▶ _課題の資料_:
^^^^^^^^

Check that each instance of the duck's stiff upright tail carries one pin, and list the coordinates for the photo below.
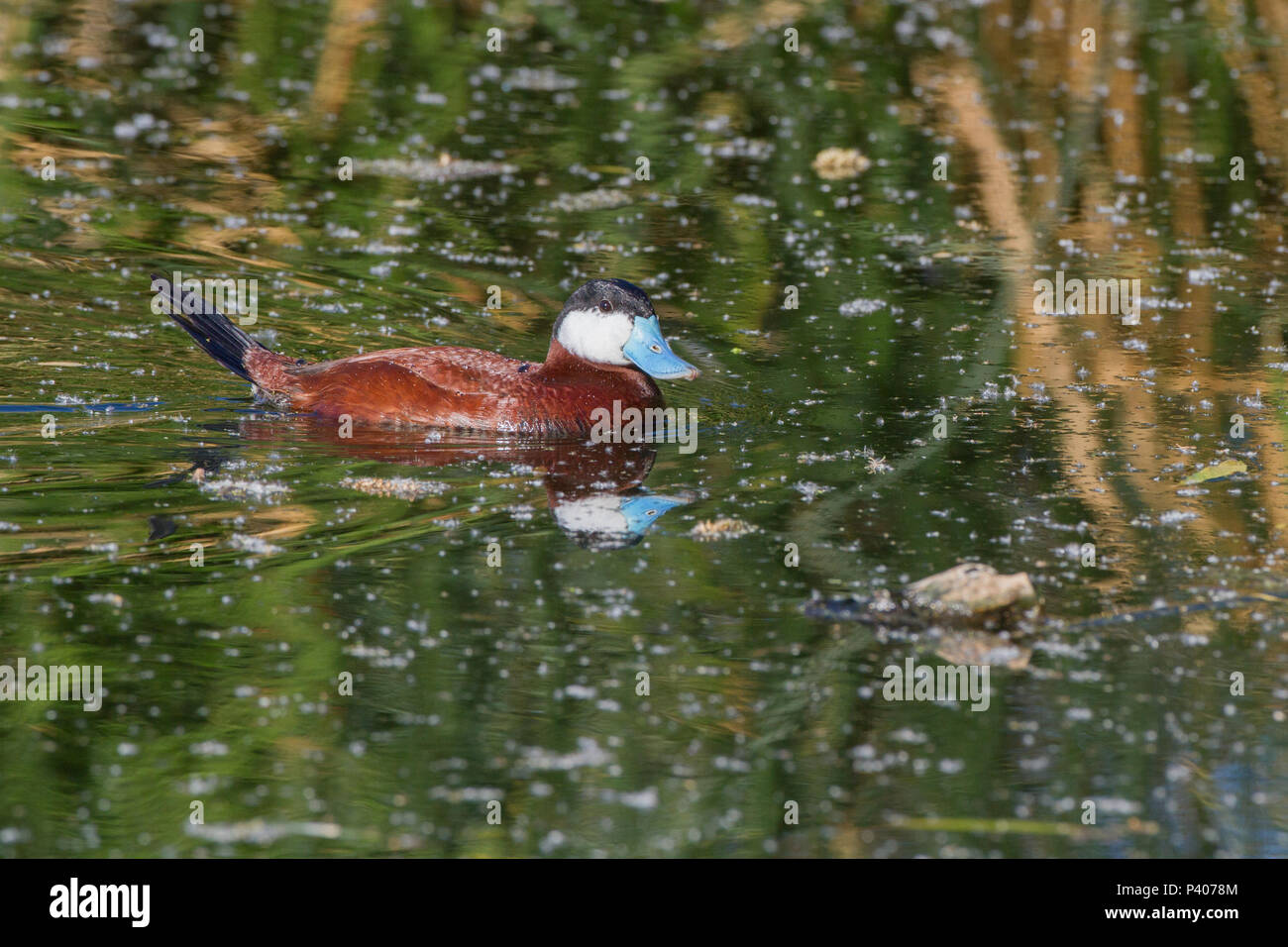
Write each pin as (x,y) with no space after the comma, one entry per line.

^^^^^^^^

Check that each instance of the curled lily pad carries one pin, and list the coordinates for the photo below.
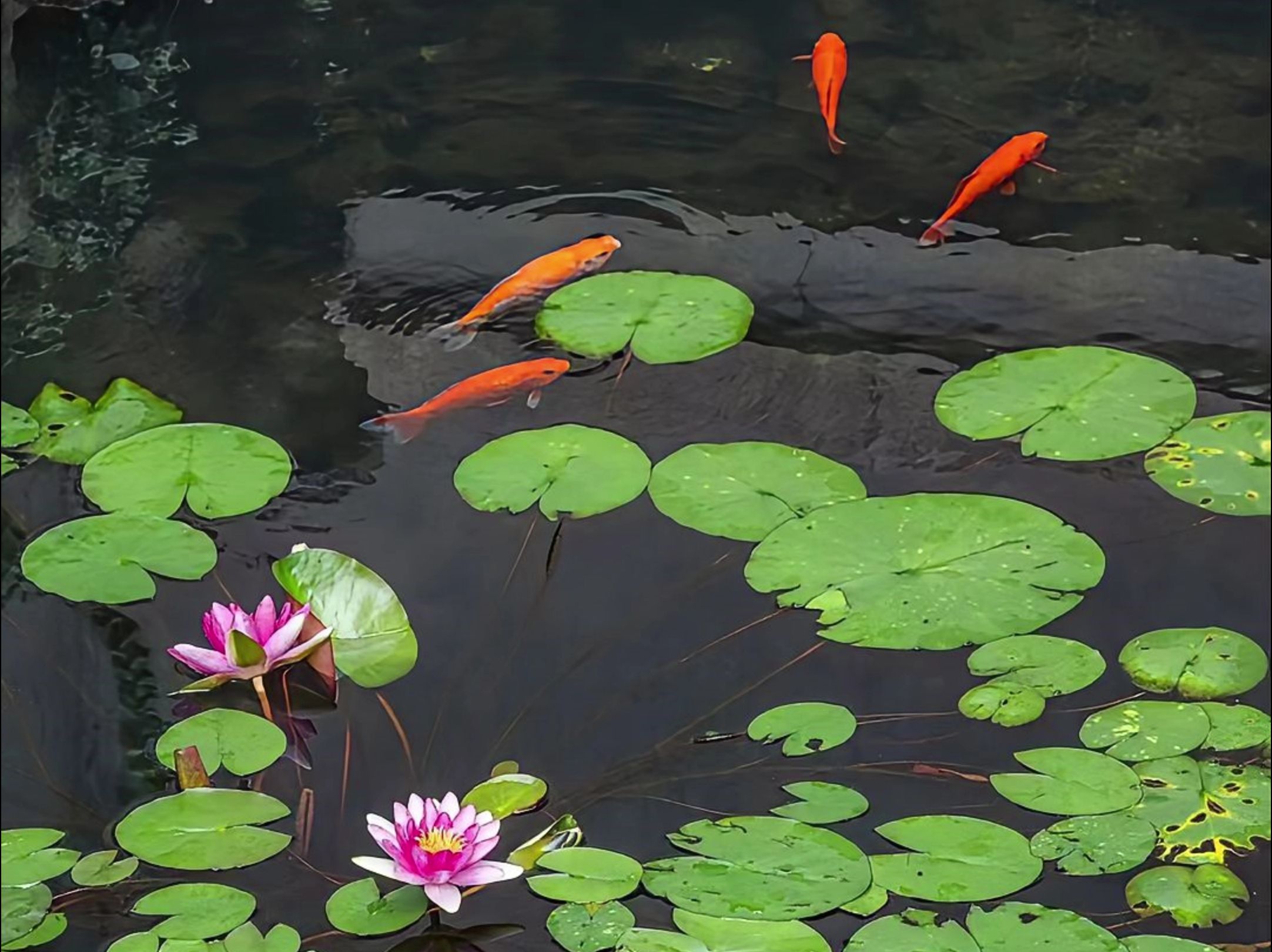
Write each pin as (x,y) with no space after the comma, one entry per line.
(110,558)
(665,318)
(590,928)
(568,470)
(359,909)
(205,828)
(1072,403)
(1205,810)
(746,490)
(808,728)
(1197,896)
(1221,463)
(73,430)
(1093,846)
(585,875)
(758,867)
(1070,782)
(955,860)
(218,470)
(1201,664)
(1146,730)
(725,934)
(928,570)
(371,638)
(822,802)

^^^^^^^^

▶ _指示と要件_:
上の資料の中で、「photo」という語を含む行を数えなさい。答えは数だけを書きなさい。

▶ _解答_:
2